Text to read ->

Former British Prime Minister Tony Blair has apologized for aspects of the Iraq war in an interview with CNN on Sunday, although analysts suggest that the gesture is too little, too late.


“I can say that I apologize for the fact that the intelligence we received was wrong because, even though he [late Iraqi President Saddam Hussein] had used chemical weapons extensively against his own people, against others, the program in the form that we thought it was did not exist in the way that we thought,” Blair told CNN anchor Fareed Zakaria


Blair unleashed his apology on the American news network ahead of the release of Britain’s Iraq war probe, known as the Chilcot Inquiry.


However, his long-awaited apology was long due for some observers while for others, it was “hardly an apology,” George Joffe, a research fellow and lecturer at the center of international studies, University of Cambridge, told Al Arabiya News.


“It was an acknowledgement,” Joffe explained, adding “all he said basically that he made mistakes but getting rid of Saddam was not.”


Blair fell short of a whole-encompassing apology for the war when he said: “I find it hard to apologize for removing Saddam. I think, even from today in 2015, it is better that he’s not there than that he is there.”


But in the same time, Blair conceded that the Iraq war was partly to blame for the rise of the ISIS, which is currently occupying large swathes of territories in Iraq and Syria.


Responsibility

“Of course, you can’t say that those of us who removed Saddam in 2003 bear no responsibility for the situation in 2015,” he said.


The former British prime minister said Iraq with or without Saddam would have been affected with the Arab Spring which began in 2011, and to his defense, he said “ISIS actually came to prominence from a base in Syria and not in Iraq.”


He also said Western countries have tried different myriad of options in the region, keeping the debate over Western intervention as inconclusive.


“We have tried intervention and putting down troops in Iraq; we’ve tried intervention without putting in troops in Libya; and we’ve tried no intervention at all but demanding regime change in Syria,” Blair said. “It’s not clear to me that, even if our policy did not work, subsequent policies have worked better.”


Chris Doyle, director of the London-based Council for Arab-British Understanding (CAABU), also said intervening in conflict zones is still a continuous debate in the UK and the West.


But he said in 2003, both the Conservative and the Labour Party “did not have enough debate” on a leadership level.

Listing ->
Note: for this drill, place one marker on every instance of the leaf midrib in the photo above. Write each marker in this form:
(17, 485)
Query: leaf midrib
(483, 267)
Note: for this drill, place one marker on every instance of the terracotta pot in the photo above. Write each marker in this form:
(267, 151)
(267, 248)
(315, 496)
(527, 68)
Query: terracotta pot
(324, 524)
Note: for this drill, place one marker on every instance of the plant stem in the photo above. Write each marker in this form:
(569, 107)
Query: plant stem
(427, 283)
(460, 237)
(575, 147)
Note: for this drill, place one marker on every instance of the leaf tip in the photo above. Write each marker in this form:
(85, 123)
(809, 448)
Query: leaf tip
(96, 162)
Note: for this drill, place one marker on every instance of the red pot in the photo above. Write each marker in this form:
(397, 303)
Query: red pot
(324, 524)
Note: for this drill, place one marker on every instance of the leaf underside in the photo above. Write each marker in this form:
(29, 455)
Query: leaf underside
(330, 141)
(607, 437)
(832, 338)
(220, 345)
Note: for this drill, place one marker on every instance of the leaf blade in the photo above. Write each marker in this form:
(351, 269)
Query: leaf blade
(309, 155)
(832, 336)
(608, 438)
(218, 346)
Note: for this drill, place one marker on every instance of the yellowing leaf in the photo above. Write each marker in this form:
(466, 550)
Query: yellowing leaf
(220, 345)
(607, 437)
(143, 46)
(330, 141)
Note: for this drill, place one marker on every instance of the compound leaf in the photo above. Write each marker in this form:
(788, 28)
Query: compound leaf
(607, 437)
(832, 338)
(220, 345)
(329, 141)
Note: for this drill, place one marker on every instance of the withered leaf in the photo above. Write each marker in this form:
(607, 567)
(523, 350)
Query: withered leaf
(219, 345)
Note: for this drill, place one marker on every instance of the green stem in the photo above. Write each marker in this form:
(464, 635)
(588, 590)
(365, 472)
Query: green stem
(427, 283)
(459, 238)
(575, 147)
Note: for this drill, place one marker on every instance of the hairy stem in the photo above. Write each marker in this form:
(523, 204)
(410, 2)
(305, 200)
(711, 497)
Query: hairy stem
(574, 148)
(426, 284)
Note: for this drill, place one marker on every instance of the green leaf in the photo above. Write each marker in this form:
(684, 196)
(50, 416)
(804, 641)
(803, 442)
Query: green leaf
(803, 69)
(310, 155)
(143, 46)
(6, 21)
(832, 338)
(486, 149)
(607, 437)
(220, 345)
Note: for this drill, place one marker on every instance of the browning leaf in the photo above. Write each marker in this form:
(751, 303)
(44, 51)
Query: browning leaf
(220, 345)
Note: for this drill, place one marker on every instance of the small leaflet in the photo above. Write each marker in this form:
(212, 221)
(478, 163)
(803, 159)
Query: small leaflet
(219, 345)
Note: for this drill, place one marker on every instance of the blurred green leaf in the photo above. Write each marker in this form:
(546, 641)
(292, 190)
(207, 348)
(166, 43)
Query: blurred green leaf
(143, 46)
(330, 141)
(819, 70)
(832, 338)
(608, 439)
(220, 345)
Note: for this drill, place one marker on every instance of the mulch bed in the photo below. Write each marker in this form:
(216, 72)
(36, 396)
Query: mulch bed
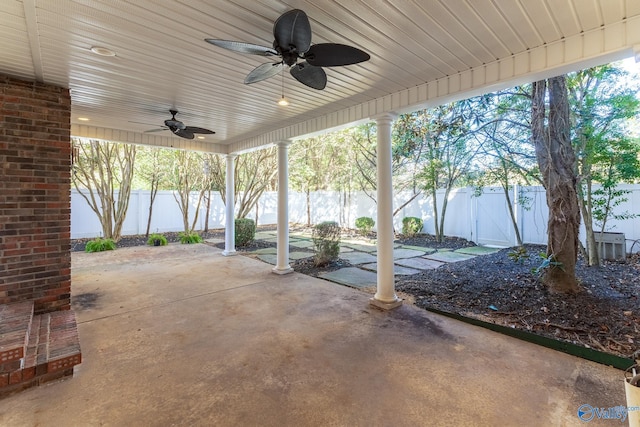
(604, 316)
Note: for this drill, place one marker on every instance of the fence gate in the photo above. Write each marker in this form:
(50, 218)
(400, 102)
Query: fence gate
(492, 223)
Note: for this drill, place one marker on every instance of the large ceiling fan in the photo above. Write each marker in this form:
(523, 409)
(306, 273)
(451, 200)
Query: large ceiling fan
(292, 41)
(180, 129)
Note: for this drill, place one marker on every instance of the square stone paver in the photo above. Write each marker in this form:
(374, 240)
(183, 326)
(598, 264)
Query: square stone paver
(361, 248)
(265, 251)
(261, 235)
(417, 248)
(401, 252)
(477, 250)
(268, 258)
(352, 276)
(358, 257)
(449, 256)
(397, 269)
(419, 263)
(275, 240)
(214, 240)
(300, 255)
(300, 235)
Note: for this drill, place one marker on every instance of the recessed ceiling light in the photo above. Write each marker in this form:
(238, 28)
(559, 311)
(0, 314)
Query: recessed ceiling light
(102, 51)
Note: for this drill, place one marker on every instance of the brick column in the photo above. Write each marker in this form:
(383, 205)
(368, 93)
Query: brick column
(35, 201)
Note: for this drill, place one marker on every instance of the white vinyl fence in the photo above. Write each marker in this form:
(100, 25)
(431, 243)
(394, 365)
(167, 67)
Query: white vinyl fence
(483, 219)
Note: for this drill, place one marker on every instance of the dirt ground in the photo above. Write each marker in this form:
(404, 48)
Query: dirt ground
(604, 316)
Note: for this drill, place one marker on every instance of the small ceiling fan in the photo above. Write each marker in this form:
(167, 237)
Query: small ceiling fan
(292, 34)
(180, 129)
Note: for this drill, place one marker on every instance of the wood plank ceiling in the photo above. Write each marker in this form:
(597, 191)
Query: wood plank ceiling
(162, 61)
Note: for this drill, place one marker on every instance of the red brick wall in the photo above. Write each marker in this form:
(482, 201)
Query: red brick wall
(35, 186)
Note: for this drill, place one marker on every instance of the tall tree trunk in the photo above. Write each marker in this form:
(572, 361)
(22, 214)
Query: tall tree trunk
(434, 204)
(308, 198)
(514, 222)
(152, 198)
(584, 201)
(206, 218)
(556, 160)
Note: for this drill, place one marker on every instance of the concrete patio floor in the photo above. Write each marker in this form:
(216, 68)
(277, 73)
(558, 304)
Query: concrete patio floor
(181, 335)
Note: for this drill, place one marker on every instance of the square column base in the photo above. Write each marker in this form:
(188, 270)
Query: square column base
(285, 270)
(386, 306)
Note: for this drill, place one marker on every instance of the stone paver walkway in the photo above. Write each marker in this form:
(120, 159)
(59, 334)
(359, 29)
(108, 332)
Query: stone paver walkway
(408, 260)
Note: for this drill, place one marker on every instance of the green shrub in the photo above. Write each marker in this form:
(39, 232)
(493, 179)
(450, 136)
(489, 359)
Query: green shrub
(326, 242)
(156, 239)
(245, 231)
(100, 245)
(190, 237)
(364, 224)
(411, 226)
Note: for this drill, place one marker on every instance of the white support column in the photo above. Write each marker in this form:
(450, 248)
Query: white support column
(385, 296)
(282, 263)
(230, 224)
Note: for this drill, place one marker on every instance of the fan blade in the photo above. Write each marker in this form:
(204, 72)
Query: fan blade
(262, 72)
(174, 124)
(293, 29)
(183, 133)
(195, 129)
(252, 49)
(334, 54)
(309, 75)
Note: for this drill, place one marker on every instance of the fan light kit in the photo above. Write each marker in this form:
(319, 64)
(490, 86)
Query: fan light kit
(102, 51)
(180, 129)
(292, 34)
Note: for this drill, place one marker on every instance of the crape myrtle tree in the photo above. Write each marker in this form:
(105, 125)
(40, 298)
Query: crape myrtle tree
(102, 174)
(186, 175)
(444, 137)
(152, 165)
(255, 172)
(320, 164)
(405, 166)
(550, 129)
(507, 156)
(602, 101)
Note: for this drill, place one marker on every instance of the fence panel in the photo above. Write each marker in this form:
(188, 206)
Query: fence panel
(483, 219)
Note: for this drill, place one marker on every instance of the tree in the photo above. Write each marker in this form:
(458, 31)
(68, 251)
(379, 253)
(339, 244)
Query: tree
(255, 172)
(507, 155)
(601, 104)
(102, 174)
(187, 175)
(320, 163)
(556, 159)
(405, 166)
(444, 137)
(151, 167)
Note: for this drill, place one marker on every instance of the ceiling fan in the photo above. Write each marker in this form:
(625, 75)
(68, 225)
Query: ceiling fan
(292, 34)
(180, 129)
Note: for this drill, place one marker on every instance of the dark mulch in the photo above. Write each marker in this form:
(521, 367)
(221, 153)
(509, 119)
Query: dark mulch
(605, 315)
(494, 288)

Objective -> Name every person the article on Tony Blair's Iraq war apology mentions by name.

Answer to this exercise -> Tony Blair, Saddam Hussein, Fareed Zakaria, George Joffe, Chris Doyle